## TASK DETAILS
Write the next part of the article on the Greater Baltimore Committee's new board chair, starting after its last sentence.

## EXTRACT TO READ
<<<<
New GBC Board Chair Emphasizes The Need For Racial Equity And Unity

The new chairman of the Greater Baltimore Committee’s board of directors emphasized the need for racial equity and unity amid national protests over the police killings of unarmed African-Americans.

“Favoring one group over another causes societal challenges that limit progress for individuals, communities, and cities. We must all be in this together, interconnected,” Calvin Butler Jr., said in a speech at the group’s 65th annual meeting on Wednesday shortly after he was named to that position.

Butler, who is senior executive vice president of Exelon and CEO of Exelon Utilities, said he felt personally affected by the late-May killing of George Floyd at the hands of a Minneapolis officer.

“I remember over the weekend listening to 24/7 news coverage and waking up Monday morning just feeling tired. I called my chief of staff and said: ‘Cancel my meetings for the day. I need time to just sit back and reflect.’”

Butler added: “I never met George Floyd. But I experienced the tragedy of his death so intensely. Down deep, I recognized somehow that he and I were interconnected.”

Butler said of addressing systemic racism: “We can’t remain static. We can’t remain silent.”

GBC President and CEO Donald Fry echoed similar sentiments.

“Twenty-twenty has been a year like no other. In addition to the threat to our health and changes to our lifestyles, we have seen acts of systemic racism that have shocked our collective conscience.

Fry added: “Those unconscionable acts have forced us to examine our workplaces, government, and institutions, and to demand that we take action end systemic racism and social injustice.”

Fry highlighted some of the actions the GBC has taken to get the ball rolling.

“To date, the GBC has featured programs on the history of structural racism in America, conducted business roundtable discussions on equity in the workplace, and has stressed the need for advancing equity in public policy areas such as transportation.”
>>>>
## COLLECTED MATERIAL
<<<<
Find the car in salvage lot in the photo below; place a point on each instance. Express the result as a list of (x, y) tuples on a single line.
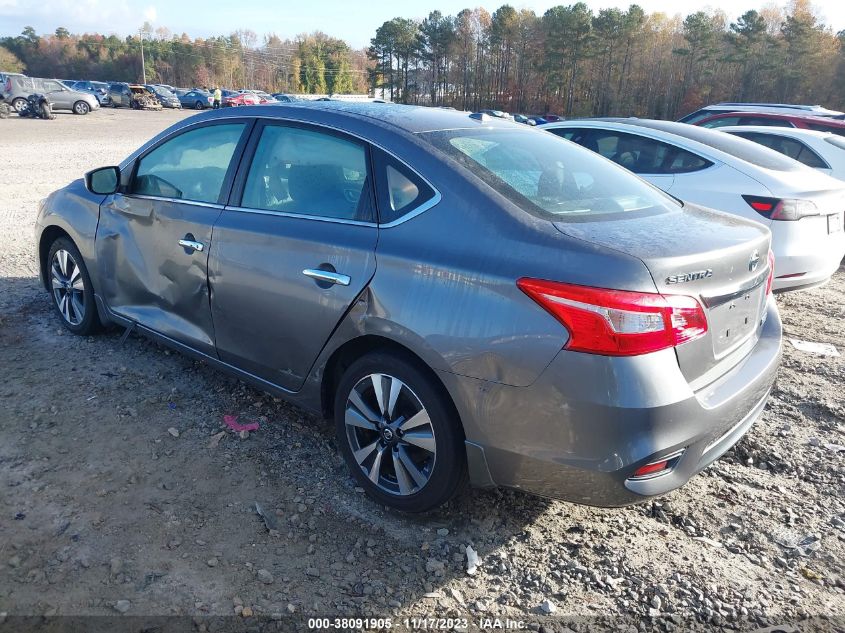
[(18, 87), (803, 208), (579, 358), (196, 99), (823, 151)]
>>>>
## RESULT FOR THIS TASK
CNN National Correspondent Omar Jimenez, who was a general assignment reporter for Baltimore’s WBAL-TV from 2015-17, relayed some of his experiences covering Floyd’s murder at his current position.

Jimenez was one of three CNN journalists who were arrested covering the protests that ensued following Floyd’s death. Jimenez stressed that private sector investment in minority communities is critical to addressing systemic racism.

“As a reporter, there’s only a limited number of things I can do. I shed light on things. And then those in power act…if a community doesn’t get investment it leads to high crime, which leads to higher policing, which leads to more uses of force to a community member oftentimes black being killed-sometimes unjustifiably-which leads to people marching in the streets.”

Jimenez added: “Dig deeper. And find a way to invest in some of these communities. I don’t just mean buying a building here and there, but recruiting…showing these communities that the welfare of their lives is just as urgent as your bottom line-and especially if you profit or have customers from some of these communities.”

The GBC is a nonprofit organization that represents 500 businesses and other institutions throughout the Baltimore region. Wednesday’s meeting was held virtually due to the coronavirus pandemic.